TASK PROMPT:
Take the listing below and output it exactly, with no images.
::: GIVEN INFORMATION :::
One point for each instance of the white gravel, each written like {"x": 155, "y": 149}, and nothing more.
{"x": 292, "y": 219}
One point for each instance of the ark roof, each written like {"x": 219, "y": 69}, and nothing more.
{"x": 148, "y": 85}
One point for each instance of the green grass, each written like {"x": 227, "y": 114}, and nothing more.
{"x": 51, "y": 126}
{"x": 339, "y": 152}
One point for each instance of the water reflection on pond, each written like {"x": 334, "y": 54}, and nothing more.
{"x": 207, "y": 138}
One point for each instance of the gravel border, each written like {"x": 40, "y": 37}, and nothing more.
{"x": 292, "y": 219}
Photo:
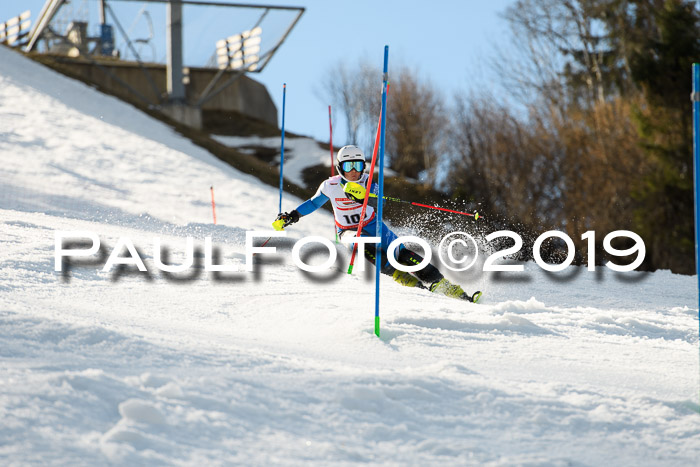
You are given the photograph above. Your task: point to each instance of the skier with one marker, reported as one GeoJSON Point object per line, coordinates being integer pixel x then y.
{"type": "Point", "coordinates": [346, 192]}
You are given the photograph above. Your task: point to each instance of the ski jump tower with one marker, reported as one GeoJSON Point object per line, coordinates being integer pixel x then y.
{"type": "Point", "coordinates": [112, 59]}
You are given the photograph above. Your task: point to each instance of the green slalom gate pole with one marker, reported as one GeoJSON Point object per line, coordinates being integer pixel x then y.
{"type": "Point", "coordinates": [378, 262]}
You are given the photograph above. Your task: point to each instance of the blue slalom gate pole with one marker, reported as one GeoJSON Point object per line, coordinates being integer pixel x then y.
{"type": "Point", "coordinates": [695, 96]}
{"type": "Point", "coordinates": [382, 132]}
{"type": "Point", "coordinates": [284, 98]}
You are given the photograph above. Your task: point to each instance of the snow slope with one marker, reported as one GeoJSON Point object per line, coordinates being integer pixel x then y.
{"type": "Point", "coordinates": [281, 366]}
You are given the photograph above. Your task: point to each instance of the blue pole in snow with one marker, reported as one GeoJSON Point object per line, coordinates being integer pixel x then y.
{"type": "Point", "coordinates": [284, 98]}
{"type": "Point", "coordinates": [378, 263]}
{"type": "Point", "coordinates": [695, 96]}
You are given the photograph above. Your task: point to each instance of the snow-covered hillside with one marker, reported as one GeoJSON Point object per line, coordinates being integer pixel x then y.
{"type": "Point", "coordinates": [282, 367]}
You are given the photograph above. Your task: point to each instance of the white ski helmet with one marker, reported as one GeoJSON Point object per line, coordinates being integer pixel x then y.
{"type": "Point", "coordinates": [348, 154]}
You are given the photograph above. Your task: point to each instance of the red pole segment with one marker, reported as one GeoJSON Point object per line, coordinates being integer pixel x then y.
{"type": "Point", "coordinates": [213, 205]}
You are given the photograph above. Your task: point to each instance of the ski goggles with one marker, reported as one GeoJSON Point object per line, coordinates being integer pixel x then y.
{"type": "Point", "coordinates": [347, 166]}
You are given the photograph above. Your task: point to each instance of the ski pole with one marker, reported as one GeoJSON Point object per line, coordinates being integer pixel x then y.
{"type": "Point", "coordinates": [476, 215]}
{"type": "Point", "coordinates": [284, 98]}
{"type": "Point", "coordinates": [213, 205]}
{"type": "Point", "coordinates": [330, 124]}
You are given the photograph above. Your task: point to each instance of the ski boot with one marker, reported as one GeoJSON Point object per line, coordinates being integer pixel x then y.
{"type": "Point", "coordinates": [445, 287]}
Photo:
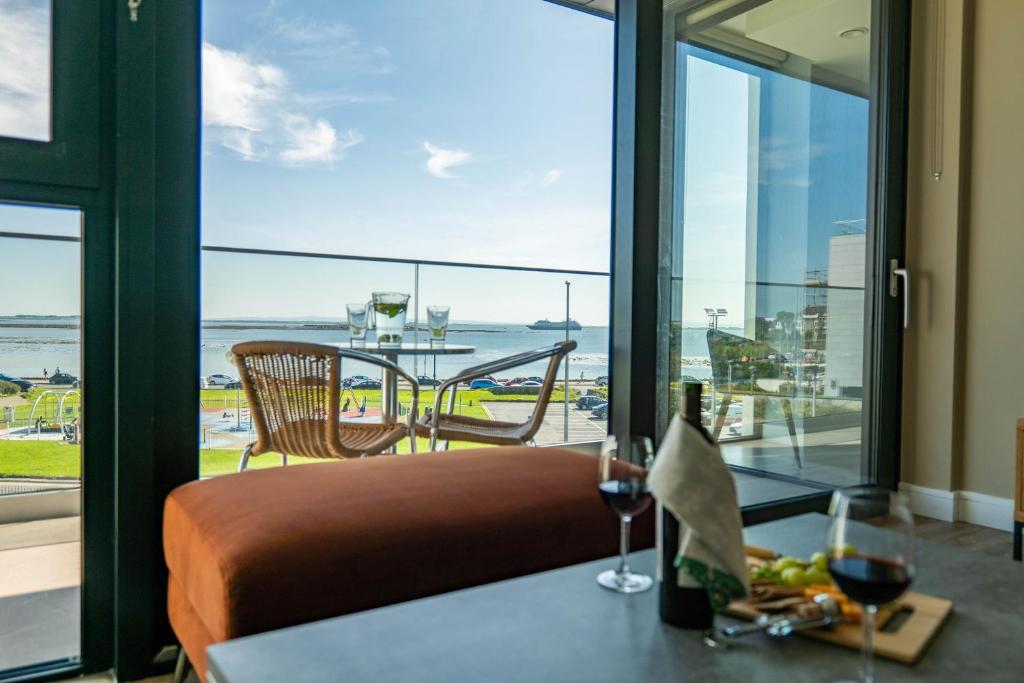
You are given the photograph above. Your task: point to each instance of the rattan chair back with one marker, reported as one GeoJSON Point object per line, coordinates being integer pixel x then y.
{"type": "Point", "coordinates": [294, 392]}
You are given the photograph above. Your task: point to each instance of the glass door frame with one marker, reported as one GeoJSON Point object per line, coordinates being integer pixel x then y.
{"type": "Point", "coordinates": [68, 172]}
{"type": "Point", "coordinates": [642, 247]}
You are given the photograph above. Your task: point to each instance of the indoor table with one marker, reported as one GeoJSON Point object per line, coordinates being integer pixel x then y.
{"type": "Point", "coordinates": [561, 626]}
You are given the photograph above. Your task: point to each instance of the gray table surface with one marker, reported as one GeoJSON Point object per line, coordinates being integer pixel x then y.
{"type": "Point", "coordinates": [411, 348]}
{"type": "Point", "coordinates": [560, 626]}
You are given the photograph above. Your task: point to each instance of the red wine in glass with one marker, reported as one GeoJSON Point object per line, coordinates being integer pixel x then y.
{"type": "Point", "coordinates": [627, 498]}
{"type": "Point", "coordinates": [869, 581]}
{"type": "Point", "coordinates": [623, 484]}
{"type": "Point", "coordinates": [870, 554]}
:::
RESPONSE TO THIS TASK:
One point for each instance of the white gravel, each written like {"x": 155, "y": 149}, and nothing more.
{"x": 292, "y": 219}
One point for each instance of the ark roof, each written like {"x": 219, "y": 69}, and nothing more.
{"x": 148, "y": 85}
One point for each instance of the green grass, each written like {"x": 227, "y": 114}, and nothing more.
{"x": 51, "y": 126}
{"x": 339, "y": 152}
One point for each instance of the water reflection on pond, each written like {"x": 334, "y": 54}, and nothing more.
{"x": 207, "y": 138}
One point for each instance of the gravel border, each written like {"x": 40, "y": 37}, and nothing more.
{"x": 292, "y": 219}
Photo:
You are given the photograph above. Your task: point to each instance of the skier with one marker, reported as one GeoJSON Point object per line, coordinates being integer pixel x then y.
{"type": "Point", "coordinates": [346, 192]}
You are given the photograph above. Your task: point to each instance of the ski jump tower with one marker, reported as one GeoJSON Point object per line, coordinates being integer pixel x then y.
{"type": "Point", "coordinates": [112, 59]}
You are given the photograph above. Your task: point to each instance of the green slalom gate pole with one marker, reported as one GeoJSON Point object per line, coordinates being integer pixel x then y.
{"type": "Point", "coordinates": [378, 262]}
You are given the photograph above. Your task: point to each instance of the blue slalom gate pole with one marker, reported as one GeoJSON Point object per line, coordinates being integer pixel x then y.
{"type": "Point", "coordinates": [695, 96]}
{"type": "Point", "coordinates": [382, 132]}
{"type": "Point", "coordinates": [284, 98]}
You are given the photograph above. Your task: point to each instance of the snow slope with one marker, reported as one GeoJSON Point object per line, coordinates being integer pixel x then y.
{"type": "Point", "coordinates": [281, 366]}
You are given the photograph above. Your task: point to each instance of the blue pole in snow with one marker, reported as one GeoJSON Point object per line, coordinates being integer pixel x then y.
{"type": "Point", "coordinates": [284, 98]}
{"type": "Point", "coordinates": [378, 263]}
{"type": "Point", "coordinates": [695, 96]}
You are given the photograph above. Your task: point to each instance of the snow-covered hillside with one marker, reported as one GeoJSON Point object per line, coordinates being integer pixel x then y.
{"type": "Point", "coordinates": [282, 367]}
You are given the photograph above. Your task: point to each instance of the white ski helmet with one marker, reported as one GeoJSON Point object per line, coordinates being integer pixel x then y.
{"type": "Point", "coordinates": [348, 154]}
You are given the photograph above. Your task: point to each instance of the red pole segment with one marker, reported as one GeoJSON Point object per line, coordinates being integer pixel x then y.
{"type": "Point", "coordinates": [213, 205]}
You are given the photograph above. Your task: point to each instance of the ski goggles with one marker, reported as one GeoJSON Point object per line, coordinates being integer pixel x then y.
{"type": "Point", "coordinates": [347, 166]}
You are given the photograph above. Your task: point to each instance of the ski pole with one marker, reported as one GeoJSON Point object per line, coordinates being integer pixel x then y.
{"type": "Point", "coordinates": [476, 215]}
{"type": "Point", "coordinates": [284, 98]}
{"type": "Point", "coordinates": [213, 205]}
{"type": "Point", "coordinates": [330, 124]}
You are given the photograph above. Your task: point to each instance of the ski boot with one marker, reported as one GeoJSON Point object per line, coordinates being integer pixel x then y.
{"type": "Point", "coordinates": [445, 287]}
Photo:
You are given the photograph above. Your task: point to each instance of the rattan chair back with one marker, reported as one GeoJSON Point object per line, coordinates being integer pixel x then y.
{"type": "Point", "coordinates": [294, 392]}
You are given the photograph above. Your task: point to each instance of the glass door frame with one marker, reported as one GeoJSON Point object per line, coordinates being integer pixel x then y.
{"type": "Point", "coordinates": [68, 172]}
{"type": "Point", "coordinates": [642, 247]}
You are given the photograph above. Your task: point to each instance of the indoor table with one marker, reported as one GeoJSON Point object per line, coordinates being integer pixel x then y.
{"type": "Point", "coordinates": [561, 626]}
You are given the photograph above. Your task: point to each instance of the gray table surface with one marker, reported as one GeoJSON Point object per line, coordinates being integer pixel x then y.
{"type": "Point", "coordinates": [411, 348]}
{"type": "Point", "coordinates": [560, 626]}
You are given the photograph above. Your task: point to each instance of the red wine in glass with one marker, reported as one GeoJSON Point object per line, coordinates being integer pixel x then y.
{"type": "Point", "coordinates": [627, 498]}
{"type": "Point", "coordinates": [869, 581]}
{"type": "Point", "coordinates": [623, 484]}
{"type": "Point", "coordinates": [870, 554]}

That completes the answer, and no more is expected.